Coordinate annotation entries
-=-=-
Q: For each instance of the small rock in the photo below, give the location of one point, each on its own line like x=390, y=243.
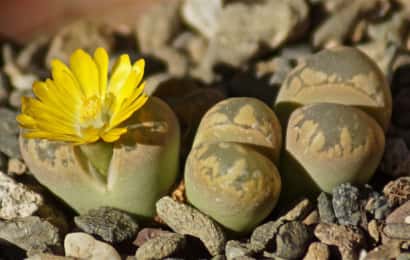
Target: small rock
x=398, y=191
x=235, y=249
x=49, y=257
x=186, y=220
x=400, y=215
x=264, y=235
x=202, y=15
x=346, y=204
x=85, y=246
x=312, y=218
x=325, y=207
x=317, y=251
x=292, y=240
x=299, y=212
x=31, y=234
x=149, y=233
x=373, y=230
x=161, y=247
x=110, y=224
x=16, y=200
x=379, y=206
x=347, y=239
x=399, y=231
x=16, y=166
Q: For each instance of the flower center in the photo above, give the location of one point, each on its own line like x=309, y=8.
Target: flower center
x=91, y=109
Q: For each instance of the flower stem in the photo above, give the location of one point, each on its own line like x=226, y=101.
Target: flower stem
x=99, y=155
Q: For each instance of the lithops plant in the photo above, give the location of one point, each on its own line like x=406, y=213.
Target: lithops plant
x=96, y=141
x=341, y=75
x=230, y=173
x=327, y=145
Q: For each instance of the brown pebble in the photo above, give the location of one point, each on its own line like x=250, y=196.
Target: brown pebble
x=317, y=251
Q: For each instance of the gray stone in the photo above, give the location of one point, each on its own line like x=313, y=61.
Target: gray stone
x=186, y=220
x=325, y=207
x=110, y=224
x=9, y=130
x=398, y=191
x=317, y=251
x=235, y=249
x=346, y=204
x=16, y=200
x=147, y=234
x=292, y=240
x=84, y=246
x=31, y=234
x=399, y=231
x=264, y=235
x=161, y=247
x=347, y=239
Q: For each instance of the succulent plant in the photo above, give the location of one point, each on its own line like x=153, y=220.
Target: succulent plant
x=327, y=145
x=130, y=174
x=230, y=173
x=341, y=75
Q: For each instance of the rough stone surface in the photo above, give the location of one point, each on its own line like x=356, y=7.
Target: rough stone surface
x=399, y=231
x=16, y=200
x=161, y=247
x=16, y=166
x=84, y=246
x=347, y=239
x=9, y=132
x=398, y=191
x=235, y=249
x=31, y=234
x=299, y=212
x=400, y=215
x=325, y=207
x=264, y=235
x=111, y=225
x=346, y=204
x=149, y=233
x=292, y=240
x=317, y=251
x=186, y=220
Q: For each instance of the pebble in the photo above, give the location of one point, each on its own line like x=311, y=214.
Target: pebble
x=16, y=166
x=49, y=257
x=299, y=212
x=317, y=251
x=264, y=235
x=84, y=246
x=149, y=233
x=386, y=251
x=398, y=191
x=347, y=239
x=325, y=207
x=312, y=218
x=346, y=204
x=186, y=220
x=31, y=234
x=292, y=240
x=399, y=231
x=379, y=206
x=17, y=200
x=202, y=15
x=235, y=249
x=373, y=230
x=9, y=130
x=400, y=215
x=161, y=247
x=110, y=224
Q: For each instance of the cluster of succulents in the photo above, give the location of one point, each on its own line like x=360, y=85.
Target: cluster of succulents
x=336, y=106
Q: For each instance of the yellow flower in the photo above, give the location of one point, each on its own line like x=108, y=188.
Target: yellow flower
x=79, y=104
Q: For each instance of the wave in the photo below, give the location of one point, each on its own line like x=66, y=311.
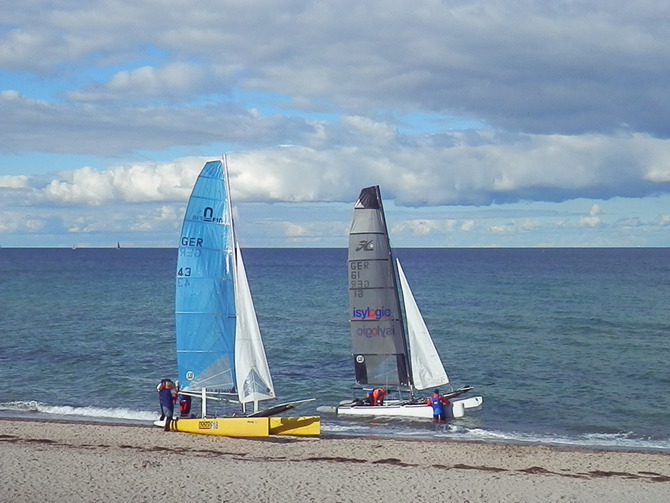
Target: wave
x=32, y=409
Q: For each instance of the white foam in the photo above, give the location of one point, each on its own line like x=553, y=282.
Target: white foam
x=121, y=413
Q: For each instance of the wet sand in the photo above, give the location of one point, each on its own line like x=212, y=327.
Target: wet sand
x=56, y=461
-=-=-
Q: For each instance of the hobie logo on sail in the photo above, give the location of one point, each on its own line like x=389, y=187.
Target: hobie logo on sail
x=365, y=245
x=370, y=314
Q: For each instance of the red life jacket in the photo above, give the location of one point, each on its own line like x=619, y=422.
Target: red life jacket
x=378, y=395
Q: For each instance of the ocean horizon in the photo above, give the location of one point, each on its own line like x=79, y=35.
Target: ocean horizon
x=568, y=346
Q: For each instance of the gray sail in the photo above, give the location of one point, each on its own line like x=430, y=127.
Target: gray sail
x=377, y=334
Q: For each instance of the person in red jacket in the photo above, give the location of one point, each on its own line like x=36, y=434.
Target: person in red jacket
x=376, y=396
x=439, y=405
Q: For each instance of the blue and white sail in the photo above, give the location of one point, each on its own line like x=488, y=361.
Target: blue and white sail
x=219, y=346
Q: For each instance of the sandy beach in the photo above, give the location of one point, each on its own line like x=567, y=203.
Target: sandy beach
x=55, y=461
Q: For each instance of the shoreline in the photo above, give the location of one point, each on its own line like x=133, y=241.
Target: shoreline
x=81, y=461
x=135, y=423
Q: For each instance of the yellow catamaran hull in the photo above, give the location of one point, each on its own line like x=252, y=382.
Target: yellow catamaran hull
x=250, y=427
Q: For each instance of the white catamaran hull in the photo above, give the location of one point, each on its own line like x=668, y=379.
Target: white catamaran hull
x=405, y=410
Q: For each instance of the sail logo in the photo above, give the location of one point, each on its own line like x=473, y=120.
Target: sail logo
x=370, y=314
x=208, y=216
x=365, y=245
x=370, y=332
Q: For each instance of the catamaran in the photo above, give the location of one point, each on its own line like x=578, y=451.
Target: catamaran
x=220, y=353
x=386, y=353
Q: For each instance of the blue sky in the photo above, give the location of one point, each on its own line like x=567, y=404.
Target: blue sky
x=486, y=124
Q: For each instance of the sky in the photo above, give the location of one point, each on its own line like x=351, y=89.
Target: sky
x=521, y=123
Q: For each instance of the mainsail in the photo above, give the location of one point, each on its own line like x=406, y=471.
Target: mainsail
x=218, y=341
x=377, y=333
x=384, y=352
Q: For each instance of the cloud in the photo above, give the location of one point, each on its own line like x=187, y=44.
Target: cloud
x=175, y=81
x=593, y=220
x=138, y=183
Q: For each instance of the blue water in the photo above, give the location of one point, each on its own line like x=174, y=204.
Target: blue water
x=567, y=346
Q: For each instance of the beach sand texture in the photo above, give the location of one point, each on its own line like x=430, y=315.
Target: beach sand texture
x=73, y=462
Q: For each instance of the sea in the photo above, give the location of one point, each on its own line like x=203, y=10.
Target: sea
-=-=-
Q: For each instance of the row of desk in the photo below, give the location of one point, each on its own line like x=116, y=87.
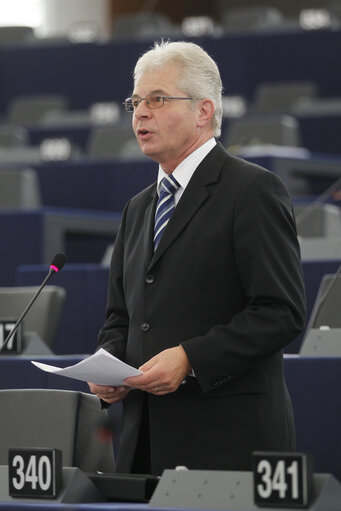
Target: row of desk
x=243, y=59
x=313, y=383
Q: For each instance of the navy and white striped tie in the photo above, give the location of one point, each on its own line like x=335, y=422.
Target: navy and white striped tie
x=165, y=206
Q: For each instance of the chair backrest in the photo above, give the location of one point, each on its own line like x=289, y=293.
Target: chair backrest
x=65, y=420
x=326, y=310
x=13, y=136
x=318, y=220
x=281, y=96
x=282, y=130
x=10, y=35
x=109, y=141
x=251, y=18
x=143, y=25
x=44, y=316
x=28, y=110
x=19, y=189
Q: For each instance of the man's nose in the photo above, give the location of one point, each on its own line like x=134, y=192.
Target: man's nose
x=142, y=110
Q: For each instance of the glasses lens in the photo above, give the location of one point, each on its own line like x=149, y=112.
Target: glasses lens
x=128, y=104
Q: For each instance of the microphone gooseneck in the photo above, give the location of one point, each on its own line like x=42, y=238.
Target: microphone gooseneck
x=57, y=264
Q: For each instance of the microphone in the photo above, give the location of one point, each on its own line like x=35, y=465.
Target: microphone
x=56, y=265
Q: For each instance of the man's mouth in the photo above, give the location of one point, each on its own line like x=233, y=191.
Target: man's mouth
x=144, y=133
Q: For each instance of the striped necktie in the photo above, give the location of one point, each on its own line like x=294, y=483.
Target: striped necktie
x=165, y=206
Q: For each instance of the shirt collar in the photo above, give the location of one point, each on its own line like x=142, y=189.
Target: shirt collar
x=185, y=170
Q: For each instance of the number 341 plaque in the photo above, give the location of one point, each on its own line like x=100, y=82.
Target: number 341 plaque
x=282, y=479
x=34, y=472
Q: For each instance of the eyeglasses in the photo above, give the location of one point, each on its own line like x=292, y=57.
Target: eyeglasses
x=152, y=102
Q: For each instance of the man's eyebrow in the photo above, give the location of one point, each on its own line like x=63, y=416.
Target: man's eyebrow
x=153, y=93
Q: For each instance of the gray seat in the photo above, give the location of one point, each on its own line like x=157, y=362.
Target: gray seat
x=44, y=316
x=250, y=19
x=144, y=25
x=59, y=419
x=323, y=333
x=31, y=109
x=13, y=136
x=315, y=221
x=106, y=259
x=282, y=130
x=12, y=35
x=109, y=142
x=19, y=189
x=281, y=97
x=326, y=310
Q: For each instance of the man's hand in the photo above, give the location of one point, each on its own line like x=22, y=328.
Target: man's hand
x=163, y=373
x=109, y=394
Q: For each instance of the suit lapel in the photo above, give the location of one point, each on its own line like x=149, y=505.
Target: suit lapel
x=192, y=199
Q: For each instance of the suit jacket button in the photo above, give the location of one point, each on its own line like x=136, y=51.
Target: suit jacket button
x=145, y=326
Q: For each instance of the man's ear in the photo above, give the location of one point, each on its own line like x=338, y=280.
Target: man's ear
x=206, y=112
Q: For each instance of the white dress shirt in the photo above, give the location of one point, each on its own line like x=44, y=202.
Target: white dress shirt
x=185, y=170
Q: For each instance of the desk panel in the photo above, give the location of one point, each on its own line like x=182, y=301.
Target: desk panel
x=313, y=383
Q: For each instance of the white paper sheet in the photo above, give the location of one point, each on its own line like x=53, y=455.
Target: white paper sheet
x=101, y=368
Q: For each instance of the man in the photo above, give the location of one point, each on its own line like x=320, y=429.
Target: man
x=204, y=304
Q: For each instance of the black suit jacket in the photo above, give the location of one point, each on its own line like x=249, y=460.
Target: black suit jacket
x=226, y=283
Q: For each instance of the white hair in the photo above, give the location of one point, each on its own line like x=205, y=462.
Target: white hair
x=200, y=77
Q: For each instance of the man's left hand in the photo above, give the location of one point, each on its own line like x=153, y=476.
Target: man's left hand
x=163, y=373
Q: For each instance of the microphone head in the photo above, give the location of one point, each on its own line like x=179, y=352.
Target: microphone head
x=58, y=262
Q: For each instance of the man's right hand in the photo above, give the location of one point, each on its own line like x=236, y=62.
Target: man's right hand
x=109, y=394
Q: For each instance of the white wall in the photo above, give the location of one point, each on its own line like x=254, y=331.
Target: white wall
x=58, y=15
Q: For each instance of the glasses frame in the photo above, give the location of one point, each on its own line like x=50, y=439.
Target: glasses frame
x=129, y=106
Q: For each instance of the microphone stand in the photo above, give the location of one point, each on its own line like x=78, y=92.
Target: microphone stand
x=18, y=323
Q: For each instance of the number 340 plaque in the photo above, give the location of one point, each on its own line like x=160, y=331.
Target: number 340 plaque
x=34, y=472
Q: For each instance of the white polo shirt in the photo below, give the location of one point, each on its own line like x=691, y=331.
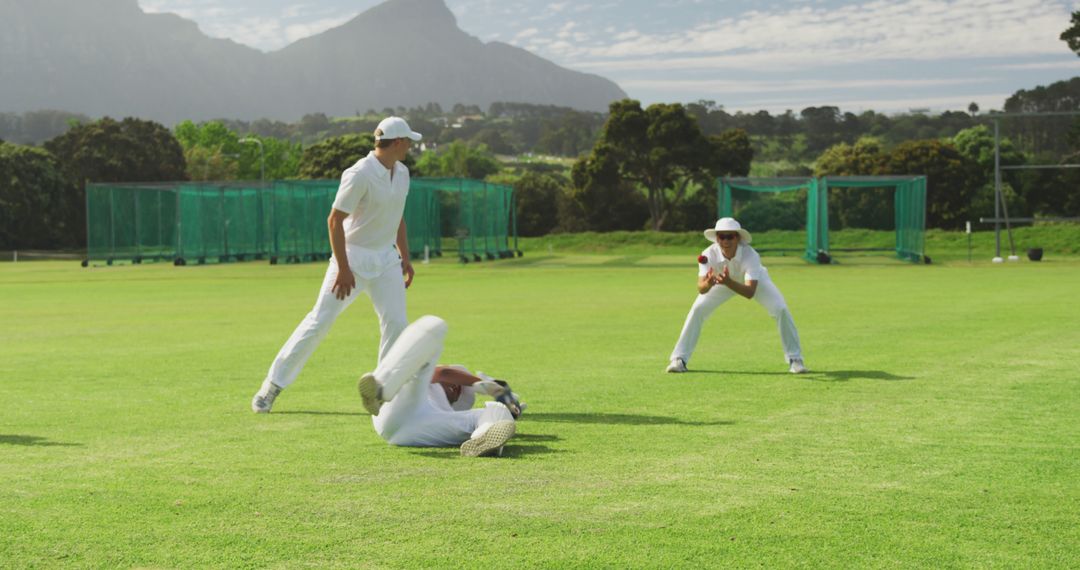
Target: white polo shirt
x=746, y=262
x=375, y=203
-=-=-
● Instructions to follow
Extract every line from the rows above that contains the word "gray", and copy each one in full.

● Result below
Q: For each instance of the gray stone in the photo above, give the location of one point, each on its own line like x=313, y=61.
Target: gray stone
Q: For each instance of the gray sail in the photo above, give the location of one point, each on its own line like x=430, y=127.
Target: gray sail
Q: For each instance of the gray seat in the photo above, give the location of one point, each on its own line like x=157, y=362.
Target: gray seat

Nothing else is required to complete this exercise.